# WRITTEN INSTRUCTION A
Which lines in the rows below contain the string "boot"? Extract each of those lines in full, treating uppercase and lowercase as different.

# EXCERPT PROVIDED
— START —

The output is many pages long, consisting of hundreds of kernel + user stack traces, plus their time spent waiting off-CPU as distribution plots ("value" == nanoseconds, "count" == number of occurrences in that range). To make the screenful of text a little easier on the eyes, I've added some color (red for kernel, blue for user-land stacks). I've also truncated the output to only show one off-CPU event: file system I/O.

This output is amazing, and is possible by a simplifying principle:

Application stack traces don't change while off-CPU.

This DTrace one-liner is only measuring the stack traces on the sched:::on-cpu event; it doesn't need to gather and save them on the sched:::off-cpu event, or during the time spent off-CPU, since the application stack doesn't change (and the kernel stack may not change much either). It's the application (user-level) stack that usually provides the most helpful context.

— END —

[Object point labels]
— START —

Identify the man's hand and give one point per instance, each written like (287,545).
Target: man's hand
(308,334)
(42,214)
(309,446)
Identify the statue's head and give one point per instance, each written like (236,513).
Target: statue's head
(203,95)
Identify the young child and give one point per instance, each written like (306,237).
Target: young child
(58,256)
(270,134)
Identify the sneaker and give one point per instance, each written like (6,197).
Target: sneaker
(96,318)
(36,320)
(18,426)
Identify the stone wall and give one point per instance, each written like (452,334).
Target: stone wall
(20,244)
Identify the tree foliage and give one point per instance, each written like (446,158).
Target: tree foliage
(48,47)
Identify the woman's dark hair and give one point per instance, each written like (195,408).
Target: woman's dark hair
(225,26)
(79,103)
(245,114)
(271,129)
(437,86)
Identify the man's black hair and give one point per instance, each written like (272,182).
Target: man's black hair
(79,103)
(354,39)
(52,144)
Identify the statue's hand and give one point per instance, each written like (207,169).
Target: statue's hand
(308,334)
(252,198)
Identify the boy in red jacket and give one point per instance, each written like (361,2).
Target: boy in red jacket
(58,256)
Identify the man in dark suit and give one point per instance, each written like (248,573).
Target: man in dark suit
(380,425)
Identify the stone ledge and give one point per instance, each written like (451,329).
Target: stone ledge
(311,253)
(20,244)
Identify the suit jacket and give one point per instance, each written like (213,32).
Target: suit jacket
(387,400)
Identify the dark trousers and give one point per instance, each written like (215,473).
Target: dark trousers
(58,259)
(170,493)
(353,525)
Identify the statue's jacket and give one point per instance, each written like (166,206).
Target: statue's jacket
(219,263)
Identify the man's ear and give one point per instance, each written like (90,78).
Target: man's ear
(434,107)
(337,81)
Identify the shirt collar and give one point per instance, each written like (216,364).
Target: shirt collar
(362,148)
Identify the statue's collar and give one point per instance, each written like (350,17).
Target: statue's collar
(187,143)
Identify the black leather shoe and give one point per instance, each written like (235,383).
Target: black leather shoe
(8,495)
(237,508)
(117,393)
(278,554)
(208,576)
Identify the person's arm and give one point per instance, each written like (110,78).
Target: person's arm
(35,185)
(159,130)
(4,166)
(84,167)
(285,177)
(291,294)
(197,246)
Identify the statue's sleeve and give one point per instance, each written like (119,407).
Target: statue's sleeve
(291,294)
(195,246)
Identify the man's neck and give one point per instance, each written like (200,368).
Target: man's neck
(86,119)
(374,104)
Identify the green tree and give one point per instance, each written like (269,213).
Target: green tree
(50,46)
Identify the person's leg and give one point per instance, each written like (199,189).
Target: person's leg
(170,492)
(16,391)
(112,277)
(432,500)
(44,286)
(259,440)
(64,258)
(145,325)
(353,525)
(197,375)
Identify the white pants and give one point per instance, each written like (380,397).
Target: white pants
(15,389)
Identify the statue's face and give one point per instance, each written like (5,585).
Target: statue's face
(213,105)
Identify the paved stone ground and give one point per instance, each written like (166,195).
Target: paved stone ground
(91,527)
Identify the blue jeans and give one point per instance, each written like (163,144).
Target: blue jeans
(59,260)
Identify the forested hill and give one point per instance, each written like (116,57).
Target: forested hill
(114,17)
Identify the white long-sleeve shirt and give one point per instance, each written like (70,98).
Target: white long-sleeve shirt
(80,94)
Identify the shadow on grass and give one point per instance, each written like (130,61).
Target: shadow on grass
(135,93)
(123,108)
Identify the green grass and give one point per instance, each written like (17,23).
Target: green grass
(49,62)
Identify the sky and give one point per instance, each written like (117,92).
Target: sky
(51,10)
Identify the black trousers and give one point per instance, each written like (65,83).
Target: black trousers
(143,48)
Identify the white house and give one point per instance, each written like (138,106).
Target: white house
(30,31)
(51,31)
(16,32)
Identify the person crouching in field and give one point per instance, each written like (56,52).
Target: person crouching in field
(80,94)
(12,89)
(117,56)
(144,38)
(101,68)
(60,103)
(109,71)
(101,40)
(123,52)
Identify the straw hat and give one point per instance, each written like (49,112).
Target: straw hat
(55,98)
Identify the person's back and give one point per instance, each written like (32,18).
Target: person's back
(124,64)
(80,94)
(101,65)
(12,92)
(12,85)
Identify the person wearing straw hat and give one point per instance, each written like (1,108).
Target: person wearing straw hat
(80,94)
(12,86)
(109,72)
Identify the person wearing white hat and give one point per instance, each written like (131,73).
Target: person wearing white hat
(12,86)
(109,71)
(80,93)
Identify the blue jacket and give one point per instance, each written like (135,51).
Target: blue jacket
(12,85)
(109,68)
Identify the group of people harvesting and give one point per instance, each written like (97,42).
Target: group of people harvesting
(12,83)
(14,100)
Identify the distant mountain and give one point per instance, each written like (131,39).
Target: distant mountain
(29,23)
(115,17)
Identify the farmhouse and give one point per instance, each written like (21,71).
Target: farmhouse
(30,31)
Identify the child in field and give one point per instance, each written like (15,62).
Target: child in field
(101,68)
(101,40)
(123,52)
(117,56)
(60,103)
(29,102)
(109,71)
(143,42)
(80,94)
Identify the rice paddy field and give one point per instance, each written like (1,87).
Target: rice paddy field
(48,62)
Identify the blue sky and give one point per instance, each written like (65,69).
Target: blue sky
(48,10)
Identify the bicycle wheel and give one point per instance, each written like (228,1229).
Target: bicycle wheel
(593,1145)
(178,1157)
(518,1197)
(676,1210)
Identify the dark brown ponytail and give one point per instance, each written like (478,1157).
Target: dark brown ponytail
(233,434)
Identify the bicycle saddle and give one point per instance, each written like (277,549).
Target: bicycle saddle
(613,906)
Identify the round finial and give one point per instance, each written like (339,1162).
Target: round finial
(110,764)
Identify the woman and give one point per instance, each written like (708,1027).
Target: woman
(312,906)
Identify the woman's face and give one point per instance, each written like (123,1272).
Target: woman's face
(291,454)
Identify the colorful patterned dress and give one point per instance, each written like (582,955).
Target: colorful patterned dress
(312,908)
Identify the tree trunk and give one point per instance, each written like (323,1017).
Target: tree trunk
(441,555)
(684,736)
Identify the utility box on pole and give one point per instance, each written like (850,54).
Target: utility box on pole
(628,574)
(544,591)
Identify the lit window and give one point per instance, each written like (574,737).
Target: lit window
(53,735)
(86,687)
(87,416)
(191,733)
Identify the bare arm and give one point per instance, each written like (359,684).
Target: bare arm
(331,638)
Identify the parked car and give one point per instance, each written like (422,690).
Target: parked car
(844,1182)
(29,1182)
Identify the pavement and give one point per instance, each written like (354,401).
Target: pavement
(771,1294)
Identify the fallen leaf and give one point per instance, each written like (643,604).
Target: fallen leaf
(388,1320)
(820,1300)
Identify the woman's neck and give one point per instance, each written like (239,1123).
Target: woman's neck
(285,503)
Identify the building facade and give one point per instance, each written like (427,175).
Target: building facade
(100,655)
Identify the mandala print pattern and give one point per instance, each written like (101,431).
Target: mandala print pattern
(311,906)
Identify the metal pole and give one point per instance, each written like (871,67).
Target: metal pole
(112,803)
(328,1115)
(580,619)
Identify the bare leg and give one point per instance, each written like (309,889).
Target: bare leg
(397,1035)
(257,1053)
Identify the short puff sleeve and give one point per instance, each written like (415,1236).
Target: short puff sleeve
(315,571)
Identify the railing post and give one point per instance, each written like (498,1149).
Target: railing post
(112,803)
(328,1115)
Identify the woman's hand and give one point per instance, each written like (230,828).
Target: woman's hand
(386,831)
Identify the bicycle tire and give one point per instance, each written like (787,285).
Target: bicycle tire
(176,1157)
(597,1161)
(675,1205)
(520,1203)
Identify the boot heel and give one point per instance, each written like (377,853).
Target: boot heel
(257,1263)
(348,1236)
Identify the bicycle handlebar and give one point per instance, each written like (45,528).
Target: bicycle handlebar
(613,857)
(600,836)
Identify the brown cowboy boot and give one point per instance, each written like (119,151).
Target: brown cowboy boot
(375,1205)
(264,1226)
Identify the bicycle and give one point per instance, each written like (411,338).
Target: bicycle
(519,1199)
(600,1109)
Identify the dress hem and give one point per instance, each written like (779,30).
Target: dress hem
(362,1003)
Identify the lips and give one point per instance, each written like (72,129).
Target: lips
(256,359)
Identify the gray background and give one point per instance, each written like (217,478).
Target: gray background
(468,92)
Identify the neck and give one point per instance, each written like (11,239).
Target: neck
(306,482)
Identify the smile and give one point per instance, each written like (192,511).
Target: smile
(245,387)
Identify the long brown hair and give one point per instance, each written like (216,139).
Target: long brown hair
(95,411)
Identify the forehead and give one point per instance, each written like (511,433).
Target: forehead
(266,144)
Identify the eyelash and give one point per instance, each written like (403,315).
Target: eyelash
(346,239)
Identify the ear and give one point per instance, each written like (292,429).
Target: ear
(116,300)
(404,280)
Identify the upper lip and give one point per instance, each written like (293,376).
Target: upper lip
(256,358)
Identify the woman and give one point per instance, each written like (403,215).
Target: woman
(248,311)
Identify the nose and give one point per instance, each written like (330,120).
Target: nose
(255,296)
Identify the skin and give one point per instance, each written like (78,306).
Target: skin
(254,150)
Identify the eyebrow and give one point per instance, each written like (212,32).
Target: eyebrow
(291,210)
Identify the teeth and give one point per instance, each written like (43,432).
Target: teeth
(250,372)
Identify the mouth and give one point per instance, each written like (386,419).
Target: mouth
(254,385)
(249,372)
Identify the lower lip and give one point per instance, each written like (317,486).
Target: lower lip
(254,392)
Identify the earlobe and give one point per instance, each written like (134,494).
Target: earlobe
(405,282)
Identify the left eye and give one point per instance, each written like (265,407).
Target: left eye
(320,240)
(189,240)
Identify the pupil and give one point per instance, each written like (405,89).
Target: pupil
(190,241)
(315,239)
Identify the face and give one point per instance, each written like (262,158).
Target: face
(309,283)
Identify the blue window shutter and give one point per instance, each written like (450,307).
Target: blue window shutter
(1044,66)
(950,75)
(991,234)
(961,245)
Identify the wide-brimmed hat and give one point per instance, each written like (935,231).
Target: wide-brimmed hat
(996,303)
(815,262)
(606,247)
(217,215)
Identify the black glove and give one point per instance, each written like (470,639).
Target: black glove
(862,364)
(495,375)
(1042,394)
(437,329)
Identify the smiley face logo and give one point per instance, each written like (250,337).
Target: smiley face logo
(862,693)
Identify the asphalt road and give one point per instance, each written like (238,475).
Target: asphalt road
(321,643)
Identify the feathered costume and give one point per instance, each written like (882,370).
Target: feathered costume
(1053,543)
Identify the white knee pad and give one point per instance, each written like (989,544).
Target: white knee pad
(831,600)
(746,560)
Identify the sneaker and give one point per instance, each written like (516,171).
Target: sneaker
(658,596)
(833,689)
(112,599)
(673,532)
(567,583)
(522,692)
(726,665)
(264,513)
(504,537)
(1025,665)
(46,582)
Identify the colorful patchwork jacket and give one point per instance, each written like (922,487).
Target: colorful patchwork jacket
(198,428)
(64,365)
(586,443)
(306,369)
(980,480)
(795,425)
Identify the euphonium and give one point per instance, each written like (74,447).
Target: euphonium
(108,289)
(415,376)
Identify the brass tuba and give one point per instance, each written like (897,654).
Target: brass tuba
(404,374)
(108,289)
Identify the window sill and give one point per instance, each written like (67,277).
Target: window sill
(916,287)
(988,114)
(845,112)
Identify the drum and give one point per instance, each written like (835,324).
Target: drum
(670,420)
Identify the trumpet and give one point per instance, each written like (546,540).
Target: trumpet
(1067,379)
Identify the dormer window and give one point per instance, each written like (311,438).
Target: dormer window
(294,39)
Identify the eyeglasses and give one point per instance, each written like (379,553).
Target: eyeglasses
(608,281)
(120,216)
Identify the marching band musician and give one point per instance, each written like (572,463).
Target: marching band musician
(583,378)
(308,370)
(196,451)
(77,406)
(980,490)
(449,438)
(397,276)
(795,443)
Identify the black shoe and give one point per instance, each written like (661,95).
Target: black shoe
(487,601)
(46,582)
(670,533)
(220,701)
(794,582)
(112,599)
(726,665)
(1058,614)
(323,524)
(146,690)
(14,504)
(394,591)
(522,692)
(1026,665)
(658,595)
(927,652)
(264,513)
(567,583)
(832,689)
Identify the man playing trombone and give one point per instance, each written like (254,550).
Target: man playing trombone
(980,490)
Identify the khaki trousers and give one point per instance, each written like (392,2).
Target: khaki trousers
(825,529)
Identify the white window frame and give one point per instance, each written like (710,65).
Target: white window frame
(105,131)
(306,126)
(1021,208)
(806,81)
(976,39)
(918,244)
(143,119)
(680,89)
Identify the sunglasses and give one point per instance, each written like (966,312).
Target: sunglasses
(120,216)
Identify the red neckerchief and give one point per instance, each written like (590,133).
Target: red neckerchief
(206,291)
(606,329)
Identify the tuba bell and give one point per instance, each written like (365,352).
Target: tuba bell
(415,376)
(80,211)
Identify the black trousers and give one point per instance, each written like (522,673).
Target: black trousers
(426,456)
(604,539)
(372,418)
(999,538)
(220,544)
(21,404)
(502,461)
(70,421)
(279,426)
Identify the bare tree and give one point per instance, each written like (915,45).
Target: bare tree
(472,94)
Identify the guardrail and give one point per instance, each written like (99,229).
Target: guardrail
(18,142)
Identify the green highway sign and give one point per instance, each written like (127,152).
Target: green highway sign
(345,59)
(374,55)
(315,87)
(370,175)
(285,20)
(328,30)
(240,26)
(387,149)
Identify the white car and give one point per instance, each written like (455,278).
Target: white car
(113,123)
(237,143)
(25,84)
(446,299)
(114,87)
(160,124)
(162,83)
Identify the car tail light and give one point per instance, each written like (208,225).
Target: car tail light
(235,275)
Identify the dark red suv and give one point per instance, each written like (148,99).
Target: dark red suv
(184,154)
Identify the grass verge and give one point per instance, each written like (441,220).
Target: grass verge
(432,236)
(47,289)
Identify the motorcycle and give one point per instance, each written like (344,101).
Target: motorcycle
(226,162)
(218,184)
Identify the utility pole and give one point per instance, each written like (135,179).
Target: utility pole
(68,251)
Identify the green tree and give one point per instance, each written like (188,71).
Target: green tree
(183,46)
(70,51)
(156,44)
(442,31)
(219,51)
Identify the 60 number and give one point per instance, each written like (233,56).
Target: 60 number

— END —

# WRITTEN INSTRUCTION B
In the DTrace excerpt above, what unit does "value" stand for in the distribution plots?

# COMPLETE RESPONSE A
Identify the boot heel and give one point per instance, each written like (377,853).
Target: boot heel
Identify the brown cowboy boot and give one point per instance, each written like (119,151).
Target: brown cowboy boot

# COMPLETE RESPONSE B
Nanoseconds.